Assigned task
Restate the following records word for word without images.
+---+
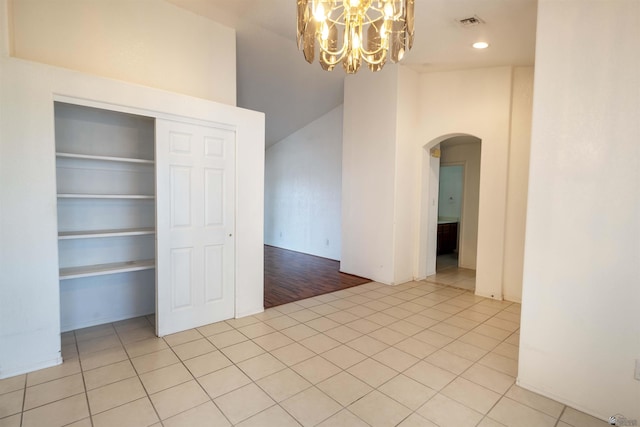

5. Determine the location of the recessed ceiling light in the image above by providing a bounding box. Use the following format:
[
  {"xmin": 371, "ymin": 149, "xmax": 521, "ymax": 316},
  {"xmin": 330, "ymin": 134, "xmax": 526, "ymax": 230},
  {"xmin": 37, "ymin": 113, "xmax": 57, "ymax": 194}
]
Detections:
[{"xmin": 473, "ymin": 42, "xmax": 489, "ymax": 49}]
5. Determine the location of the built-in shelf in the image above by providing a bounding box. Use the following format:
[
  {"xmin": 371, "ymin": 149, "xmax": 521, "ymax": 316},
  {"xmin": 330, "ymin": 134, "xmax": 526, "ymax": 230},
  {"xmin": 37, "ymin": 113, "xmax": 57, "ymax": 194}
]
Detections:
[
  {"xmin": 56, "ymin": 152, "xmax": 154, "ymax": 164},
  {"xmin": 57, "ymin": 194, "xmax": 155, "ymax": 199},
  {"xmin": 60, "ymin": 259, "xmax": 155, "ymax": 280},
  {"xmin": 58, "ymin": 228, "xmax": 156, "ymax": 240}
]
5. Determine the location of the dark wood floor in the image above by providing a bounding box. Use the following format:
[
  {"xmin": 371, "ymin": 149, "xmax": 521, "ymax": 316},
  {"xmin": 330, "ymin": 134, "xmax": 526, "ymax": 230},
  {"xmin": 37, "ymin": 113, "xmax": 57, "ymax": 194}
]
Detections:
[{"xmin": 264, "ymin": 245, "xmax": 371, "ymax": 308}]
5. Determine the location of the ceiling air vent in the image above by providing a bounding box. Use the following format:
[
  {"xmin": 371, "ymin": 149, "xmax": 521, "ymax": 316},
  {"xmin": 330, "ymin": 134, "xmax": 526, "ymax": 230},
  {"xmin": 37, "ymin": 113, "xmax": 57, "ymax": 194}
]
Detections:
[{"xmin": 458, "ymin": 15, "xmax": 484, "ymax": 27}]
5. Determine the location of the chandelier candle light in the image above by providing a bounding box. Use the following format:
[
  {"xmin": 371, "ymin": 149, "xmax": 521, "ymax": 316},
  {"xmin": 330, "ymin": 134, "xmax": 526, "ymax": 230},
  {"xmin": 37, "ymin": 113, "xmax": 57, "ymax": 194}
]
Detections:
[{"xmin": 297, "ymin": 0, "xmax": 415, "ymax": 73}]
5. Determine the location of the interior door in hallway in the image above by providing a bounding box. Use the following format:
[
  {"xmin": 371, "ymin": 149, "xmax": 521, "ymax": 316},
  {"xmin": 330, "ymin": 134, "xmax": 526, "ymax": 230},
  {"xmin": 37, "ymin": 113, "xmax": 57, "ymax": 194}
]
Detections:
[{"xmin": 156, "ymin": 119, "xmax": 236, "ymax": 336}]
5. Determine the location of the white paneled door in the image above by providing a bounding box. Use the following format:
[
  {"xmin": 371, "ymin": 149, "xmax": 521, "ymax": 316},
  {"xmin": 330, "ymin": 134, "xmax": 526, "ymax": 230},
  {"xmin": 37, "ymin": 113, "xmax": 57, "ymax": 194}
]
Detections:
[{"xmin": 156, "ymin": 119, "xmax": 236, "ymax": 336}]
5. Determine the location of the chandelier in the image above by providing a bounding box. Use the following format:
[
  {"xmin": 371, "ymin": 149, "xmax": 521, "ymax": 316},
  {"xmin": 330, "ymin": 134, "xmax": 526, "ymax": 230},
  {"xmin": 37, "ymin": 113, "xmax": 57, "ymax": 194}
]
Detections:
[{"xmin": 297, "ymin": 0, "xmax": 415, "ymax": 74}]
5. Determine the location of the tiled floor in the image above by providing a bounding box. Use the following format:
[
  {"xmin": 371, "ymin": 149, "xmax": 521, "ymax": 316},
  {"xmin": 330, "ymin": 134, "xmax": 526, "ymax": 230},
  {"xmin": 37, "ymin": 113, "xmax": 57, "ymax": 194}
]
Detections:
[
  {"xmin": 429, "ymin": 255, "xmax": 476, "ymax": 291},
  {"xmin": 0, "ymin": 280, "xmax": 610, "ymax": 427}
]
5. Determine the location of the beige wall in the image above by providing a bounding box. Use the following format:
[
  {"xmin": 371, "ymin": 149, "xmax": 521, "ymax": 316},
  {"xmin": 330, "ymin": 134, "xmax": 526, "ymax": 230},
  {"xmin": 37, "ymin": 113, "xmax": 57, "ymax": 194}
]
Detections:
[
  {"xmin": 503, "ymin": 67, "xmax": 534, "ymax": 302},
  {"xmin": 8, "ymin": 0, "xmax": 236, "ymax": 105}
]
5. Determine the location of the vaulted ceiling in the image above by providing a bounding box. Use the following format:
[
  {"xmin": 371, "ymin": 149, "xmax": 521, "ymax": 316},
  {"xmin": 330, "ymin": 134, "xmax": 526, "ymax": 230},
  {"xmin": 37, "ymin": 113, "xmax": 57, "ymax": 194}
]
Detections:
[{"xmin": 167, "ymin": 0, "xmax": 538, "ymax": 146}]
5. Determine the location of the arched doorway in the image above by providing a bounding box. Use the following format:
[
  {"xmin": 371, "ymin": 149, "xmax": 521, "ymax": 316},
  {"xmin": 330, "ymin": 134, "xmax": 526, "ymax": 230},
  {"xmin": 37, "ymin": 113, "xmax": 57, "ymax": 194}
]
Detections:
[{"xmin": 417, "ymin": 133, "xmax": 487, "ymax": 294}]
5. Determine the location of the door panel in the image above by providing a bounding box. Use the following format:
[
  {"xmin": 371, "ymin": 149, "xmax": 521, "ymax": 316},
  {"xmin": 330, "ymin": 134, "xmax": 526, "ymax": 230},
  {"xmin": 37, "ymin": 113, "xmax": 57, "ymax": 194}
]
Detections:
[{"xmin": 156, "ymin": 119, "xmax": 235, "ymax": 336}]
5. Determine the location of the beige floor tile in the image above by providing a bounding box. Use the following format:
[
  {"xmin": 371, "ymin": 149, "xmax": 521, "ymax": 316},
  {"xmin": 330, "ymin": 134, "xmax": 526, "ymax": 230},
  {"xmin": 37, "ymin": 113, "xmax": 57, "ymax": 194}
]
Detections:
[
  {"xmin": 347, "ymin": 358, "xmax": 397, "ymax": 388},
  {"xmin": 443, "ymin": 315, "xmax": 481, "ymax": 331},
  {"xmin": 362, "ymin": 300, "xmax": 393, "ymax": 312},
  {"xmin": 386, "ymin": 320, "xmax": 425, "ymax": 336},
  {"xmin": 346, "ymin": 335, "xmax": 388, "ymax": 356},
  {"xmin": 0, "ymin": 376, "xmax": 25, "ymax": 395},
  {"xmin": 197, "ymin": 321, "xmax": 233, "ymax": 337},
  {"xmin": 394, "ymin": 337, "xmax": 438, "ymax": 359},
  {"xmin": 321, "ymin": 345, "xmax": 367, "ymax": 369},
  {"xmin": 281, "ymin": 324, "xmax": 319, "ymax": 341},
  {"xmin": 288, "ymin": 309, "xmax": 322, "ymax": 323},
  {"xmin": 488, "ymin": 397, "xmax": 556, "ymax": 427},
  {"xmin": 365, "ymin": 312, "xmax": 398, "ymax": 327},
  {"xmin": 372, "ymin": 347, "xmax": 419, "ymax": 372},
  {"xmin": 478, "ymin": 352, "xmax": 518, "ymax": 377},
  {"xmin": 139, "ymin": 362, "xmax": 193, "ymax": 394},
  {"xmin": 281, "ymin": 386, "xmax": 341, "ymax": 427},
+---+
Response
5. Determine the location of the recessed ceiling light in the image above by providing a bounding box. Use the following format:
[
  {"xmin": 371, "ymin": 149, "xmax": 521, "ymax": 316},
  {"xmin": 330, "ymin": 134, "xmax": 526, "ymax": 230},
  {"xmin": 37, "ymin": 113, "xmax": 57, "ymax": 194}
]
Detections:
[{"xmin": 473, "ymin": 42, "xmax": 489, "ymax": 49}]
5. Determine the location of the built-in shelf in the image above by providing a bounding box. Use the following format:
[
  {"xmin": 371, "ymin": 149, "xmax": 521, "ymax": 316},
  {"xmin": 330, "ymin": 134, "xmax": 526, "ymax": 230},
  {"xmin": 37, "ymin": 113, "xmax": 57, "ymax": 194}
]
Detections:
[
  {"xmin": 56, "ymin": 152, "xmax": 154, "ymax": 164},
  {"xmin": 57, "ymin": 194, "xmax": 155, "ymax": 199},
  {"xmin": 60, "ymin": 259, "xmax": 155, "ymax": 280},
  {"xmin": 58, "ymin": 228, "xmax": 156, "ymax": 240}
]
5. Determine the location of the dark wood floor in the image above by providing a bounding box. Use the following format:
[
  {"xmin": 371, "ymin": 149, "xmax": 521, "ymax": 316},
  {"xmin": 330, "ymin": 134, "xmax": 526, "ymax": 230},
  {"xmin": 37, "ymin": 113, "xmax": 57, "ymax": 194}
]
Detections:
[{"xmin": 264, "ymin": 245, "xmax": 371, "ymax": 308}]
5. Determine the location of the ceiling air vent in the image above by providing a bounding box. Use the following format:
[
  {"xmin": 371, "ymin": 149, "xmax": 521, "ymax": 316},
  {"xmin": 330, "ymin": 134, "xmax": 526, "ymax": 230},
  {"xmin": 37, "ymin": 113, "xmax": 57, "ymax": 194}
]
Detections:
[{"xmin": 458, "ymin": 15, "xmax": 484, "ymax": 27}]
5. Determine the location of the chandelier candle light in the image above by providing a bounding box. Use the following format:
[
  {"xmin": 371, "ymin": 149, "xmax": 521, "ymax": 316},
  {"xmin": 330, "ymin": 134, "xmax": 526, "ymax": 230},
  {"xmin": 37, "ymin": 113, "xmax": 57, "ymax": 194}
]
Detections:
[{"xmin": 297, "ymin": 0, "xmax": 415, "ymax": 73}]
5. Determine the location of the interior door in hallway in the image above by providing a bounding box. Use the following format:
[
  {"xmin": 371, "ymin": 149, "xmax": 521, "ymax": 316},
  {"xmin": 330, "ymin": 134, "xmax": 526, "ymax": 230},
  {"xmin": 37, "ymin": 113, "xmax": 57, "ymax": 194}
]
Detections:
[{"xmin": 156, "ymin": 119, "xmax": 236, "ymax": 336}]
5. Determine the location of the white paneled door in the image above by providing a bounding box. Use the following format:
[
  {"xmin": 371, "ymin": 149, "xmax": 521, "ymax": 316},
  {"xmin": 330, "ymin": 134, "xmax": 526, "ymax": 230},
  {"xmin": 37, "ymin": 113, "xmax": 57, "ymax": 194}
]
Detections:
[{"xmin": 156, "ymin": 119, "xmax": 236, "ymax": 336}]
5. Determine the location of the chandelier in the image above by providing a bounding box. Use the following format:
[
  {"xmin": 371, "ymin": 149, "xmax": 521, "ymax": 316},
  {"xmin": 330, "ymin": 134, "xmax": 526, "ymax": 230},
  {"xmin": 37, "ymin": 113, "xmax": 57, "ymax": 194}
]
Detections:
[{"xmin": 297, "ymin": 0, "xmax": 415, "ymax": 74}]
5. Determine the location of the tiled floor in the image above by providing a bounding box. Use the following format:
[
  {"xmin": 371, "ymin": 149, "xmax": 521, "ymax": 316},
  {"xmin": 330, "ymin": 134, "xmax": 526, "ymax": 230},
  {"xmin": 37, "ymin": 113, "xmax": 57, "ymax": 194}
]
Detections:
[
  {"xmin": 429, "ymin": 255, "xmax": 476, "ymax": 291},
  {"xmin": 0, "ymin": 280, "xmax": 610, "ymax": 427}
]
5. Determine the location of the beige wall in the image above by providing a bounding box. Use the following format:
[
  {"xmin": 371, "ymin": 149, "xmax": 521, "ymax": 316},
  {"xmin": 330, "ymin": 134, "xmax": 526, "ymax": 230},
  {"xmin": 37, "ymin": 113, "xmax": 57, "ymax": 194}
]
Detections:
[
  {"xmin": 503, "ymin": 67, "xmax": 534, "ymax": 302},
  {"xmin": 8, "ymin": 0, "xmax": 236, "ymax": 105}
]
5. Determine the location of the vaulted ceiling in the image above by providing a bounding box. Use the following format:
[
  {"xmin": 371, "ymin": 149, "xmax": 521, "ymax": 316},
  {"xmin": 330, "ymin": 134, "xmax": 526, "ymax": 230},
  {"xmin": 37, "ymin": 113, "xmax": 57, "ymax": 194}
]
Detections:
[{"xmin": 167, "ymin": 0, "xmax": 538, "ymax": 146}]
5. Determine the location of the arched doorway in the image above by providing a bounding box. Use the following format:
[
  {"xmin": 371, "ymin": 149, "xmax": 521, "ymax": 316},
  {"xmin": 330, "ymin": 134, "xmax": 526, "ymax": 230},
  {"xmin": 37, "ymin": 113, "xmax": 57, "ymax": 194}
]
Detections:
[{"xmin": 417, "ymin": 133, "xmax": 487, "ymax": 294}]
5. Determine the location of the door panel in the image above by providing a bounding box. Use the following format:
[
  {"xmin": 371, "ymin": 149, "xmax": 521, "ymax": 316},
  {"xmin": 330, "ymin": 134, "xmax": 526, "ymax": 230},
  {"xmin": 37, "ymin": 113, "xmax": 57, "ymax": 194}
]
Detections:
[{"xmin": 156, "ymin": 119, "xmax": 235, "ymax": 336}]
5. Determine the location of the beige floor tile in the image above by providing a bounding box. Use the following format:
[
  {"xmin": 371, "ymin": 149, "xmax": 521, "ymax": 316},
  {"xmin": 330, "ymin": 134, "xmax": 526, "ymax": 230},
  {"xmin": 37, "ymin": 113, "xmax": 57, "ymax": 194}
]
Detections:
[
  {"xmin": 347, "ymin": 358, "xmax": 397, "ymax": 388},
  {"xmin": 443, "ymin": 315, "xmax": 481, "ymax": 331},
  {"xmin": 362, "ymin": 300, "xmax": 393, "ymax": 312},
  {"xmin": 386, "ymin": 320, "xmax": 425, "ymax": 336},
  {"xmin": 346, "ymin": 335, "xmax": 388, "ymax": 356},
  {"xmin": 0, "ymin": 376, "xmax": 25, "ymax": 395},
  {"xmin": 197, "ymin": 321, "xmax": 233, "ymax": 337},
  {"xmin": 394, "ymin": 337, "xmax": 438, "ymax": 359},
  {"xmin": 321, "ymin": 345, "xmax": 367, "ymax": 369},
  {"xmin": 281, "ymin": 324, "xmax": 319, "ymax": 341},
  {"xmin": 288, "ymin": 309, "xmax": 322, "ymax": 323},
  {"xmin": 488, "ymin": 397, "xmax": 556, "ymax": 427},
  {"xmin": 365, "ymin": 312, "xmax": 398, "ymax": 327},
  {"xmin": 372, "ymin": 347, "xmax": 419, "ymax": 372},
  {"xmin": 478, "ymin": 352, "xmax": 518, "ymax": 377},
  {"xmin": 139, "ymin": 362, "xmax": 193, "ymax": 394},
  {"xmin": 281, "ymin": 386, "xmax": 341, "ymax": 427},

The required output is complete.